* **Exercise objective**
Gather every line in the material below that contains the word "black", treating uppercase and lowercase as different. Copy each of those lines in full.

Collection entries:
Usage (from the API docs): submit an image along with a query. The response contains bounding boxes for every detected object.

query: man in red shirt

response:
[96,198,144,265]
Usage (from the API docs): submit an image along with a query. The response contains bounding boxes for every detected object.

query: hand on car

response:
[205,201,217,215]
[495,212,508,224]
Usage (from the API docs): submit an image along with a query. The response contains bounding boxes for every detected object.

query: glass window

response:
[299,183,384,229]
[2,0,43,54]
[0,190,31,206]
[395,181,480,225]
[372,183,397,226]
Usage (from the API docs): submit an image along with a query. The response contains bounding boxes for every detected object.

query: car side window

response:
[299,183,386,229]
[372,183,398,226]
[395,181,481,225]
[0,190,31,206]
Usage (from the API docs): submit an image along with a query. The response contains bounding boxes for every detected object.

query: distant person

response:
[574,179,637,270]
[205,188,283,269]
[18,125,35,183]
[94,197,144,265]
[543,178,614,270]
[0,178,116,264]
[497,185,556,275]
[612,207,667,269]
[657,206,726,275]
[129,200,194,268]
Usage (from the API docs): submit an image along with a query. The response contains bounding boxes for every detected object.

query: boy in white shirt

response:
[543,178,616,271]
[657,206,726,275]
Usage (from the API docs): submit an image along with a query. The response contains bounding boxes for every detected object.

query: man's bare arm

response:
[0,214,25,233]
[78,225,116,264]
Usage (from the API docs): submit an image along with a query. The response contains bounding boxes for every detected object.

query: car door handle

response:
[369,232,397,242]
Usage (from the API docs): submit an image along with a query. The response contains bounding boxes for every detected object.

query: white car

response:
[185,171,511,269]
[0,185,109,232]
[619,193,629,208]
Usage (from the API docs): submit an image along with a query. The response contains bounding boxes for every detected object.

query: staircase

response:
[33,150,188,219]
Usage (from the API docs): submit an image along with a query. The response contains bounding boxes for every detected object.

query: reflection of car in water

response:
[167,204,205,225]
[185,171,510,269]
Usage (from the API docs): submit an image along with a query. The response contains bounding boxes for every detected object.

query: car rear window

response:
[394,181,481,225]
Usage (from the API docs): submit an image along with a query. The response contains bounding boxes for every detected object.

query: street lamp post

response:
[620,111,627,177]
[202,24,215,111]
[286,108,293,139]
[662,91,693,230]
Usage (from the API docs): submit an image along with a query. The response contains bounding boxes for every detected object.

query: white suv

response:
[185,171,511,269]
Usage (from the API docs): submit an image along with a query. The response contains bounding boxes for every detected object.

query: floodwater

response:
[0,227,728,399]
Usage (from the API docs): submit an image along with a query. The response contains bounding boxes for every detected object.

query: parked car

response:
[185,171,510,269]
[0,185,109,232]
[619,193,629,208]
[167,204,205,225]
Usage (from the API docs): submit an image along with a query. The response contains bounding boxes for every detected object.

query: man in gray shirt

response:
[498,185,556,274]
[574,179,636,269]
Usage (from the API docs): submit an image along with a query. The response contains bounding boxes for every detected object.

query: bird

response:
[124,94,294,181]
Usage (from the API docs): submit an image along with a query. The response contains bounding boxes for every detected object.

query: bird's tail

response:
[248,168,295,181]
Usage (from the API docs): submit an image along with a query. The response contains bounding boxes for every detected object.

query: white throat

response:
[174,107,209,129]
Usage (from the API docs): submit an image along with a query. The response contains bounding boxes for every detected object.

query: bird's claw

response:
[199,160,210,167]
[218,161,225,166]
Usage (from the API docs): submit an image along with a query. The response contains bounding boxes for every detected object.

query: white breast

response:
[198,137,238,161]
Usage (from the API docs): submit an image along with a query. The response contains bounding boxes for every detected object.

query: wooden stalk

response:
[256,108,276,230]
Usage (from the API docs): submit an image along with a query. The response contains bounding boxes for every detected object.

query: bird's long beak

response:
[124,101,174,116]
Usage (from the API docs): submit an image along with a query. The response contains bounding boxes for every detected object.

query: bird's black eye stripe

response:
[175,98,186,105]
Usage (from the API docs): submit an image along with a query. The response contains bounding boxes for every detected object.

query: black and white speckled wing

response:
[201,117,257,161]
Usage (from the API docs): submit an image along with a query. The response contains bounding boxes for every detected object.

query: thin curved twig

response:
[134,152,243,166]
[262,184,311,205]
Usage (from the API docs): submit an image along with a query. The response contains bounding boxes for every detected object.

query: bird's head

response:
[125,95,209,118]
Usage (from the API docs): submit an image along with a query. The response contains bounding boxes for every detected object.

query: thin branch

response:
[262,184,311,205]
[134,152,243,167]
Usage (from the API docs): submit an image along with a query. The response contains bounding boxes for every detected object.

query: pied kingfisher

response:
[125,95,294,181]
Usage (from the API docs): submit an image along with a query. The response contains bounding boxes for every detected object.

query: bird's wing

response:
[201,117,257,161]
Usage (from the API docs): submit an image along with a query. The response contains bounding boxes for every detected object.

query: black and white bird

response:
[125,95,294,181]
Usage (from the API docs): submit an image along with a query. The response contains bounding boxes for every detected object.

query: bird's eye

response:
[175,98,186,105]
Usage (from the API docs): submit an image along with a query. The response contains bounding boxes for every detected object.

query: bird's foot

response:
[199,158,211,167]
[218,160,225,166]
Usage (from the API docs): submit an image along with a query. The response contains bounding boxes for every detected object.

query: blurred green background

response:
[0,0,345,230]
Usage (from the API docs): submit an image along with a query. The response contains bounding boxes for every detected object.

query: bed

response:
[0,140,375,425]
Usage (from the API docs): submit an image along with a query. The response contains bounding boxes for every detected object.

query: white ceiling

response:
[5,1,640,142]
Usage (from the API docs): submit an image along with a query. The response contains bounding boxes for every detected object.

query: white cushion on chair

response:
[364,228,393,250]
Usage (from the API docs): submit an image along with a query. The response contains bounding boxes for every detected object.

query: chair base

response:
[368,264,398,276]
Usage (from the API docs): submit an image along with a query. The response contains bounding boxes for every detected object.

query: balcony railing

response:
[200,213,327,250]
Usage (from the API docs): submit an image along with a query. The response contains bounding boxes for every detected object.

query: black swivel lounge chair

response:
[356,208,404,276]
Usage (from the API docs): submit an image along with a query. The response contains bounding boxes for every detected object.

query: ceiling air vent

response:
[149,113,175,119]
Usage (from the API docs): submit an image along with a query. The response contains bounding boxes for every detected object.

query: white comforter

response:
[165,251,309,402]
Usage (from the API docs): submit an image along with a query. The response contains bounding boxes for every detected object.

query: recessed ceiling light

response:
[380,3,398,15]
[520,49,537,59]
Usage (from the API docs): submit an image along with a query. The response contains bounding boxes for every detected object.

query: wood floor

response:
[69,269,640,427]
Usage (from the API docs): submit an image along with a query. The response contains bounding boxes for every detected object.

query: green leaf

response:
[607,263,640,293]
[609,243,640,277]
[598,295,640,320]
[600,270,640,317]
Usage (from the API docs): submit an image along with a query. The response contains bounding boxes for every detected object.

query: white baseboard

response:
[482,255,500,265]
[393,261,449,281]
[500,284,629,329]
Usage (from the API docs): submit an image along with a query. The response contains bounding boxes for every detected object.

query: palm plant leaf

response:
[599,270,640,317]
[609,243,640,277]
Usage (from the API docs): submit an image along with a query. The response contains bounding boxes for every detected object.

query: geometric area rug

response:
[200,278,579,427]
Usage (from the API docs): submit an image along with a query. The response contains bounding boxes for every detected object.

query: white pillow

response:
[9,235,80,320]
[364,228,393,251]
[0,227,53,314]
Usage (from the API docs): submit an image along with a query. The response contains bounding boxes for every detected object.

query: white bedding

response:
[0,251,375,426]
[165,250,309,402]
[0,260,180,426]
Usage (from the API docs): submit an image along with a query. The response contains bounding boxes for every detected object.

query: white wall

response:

* **Solution to this task**
query: bird's black eye stripe
query: black and white speckled wing
query: black and white bird
query: black swivel lounge chair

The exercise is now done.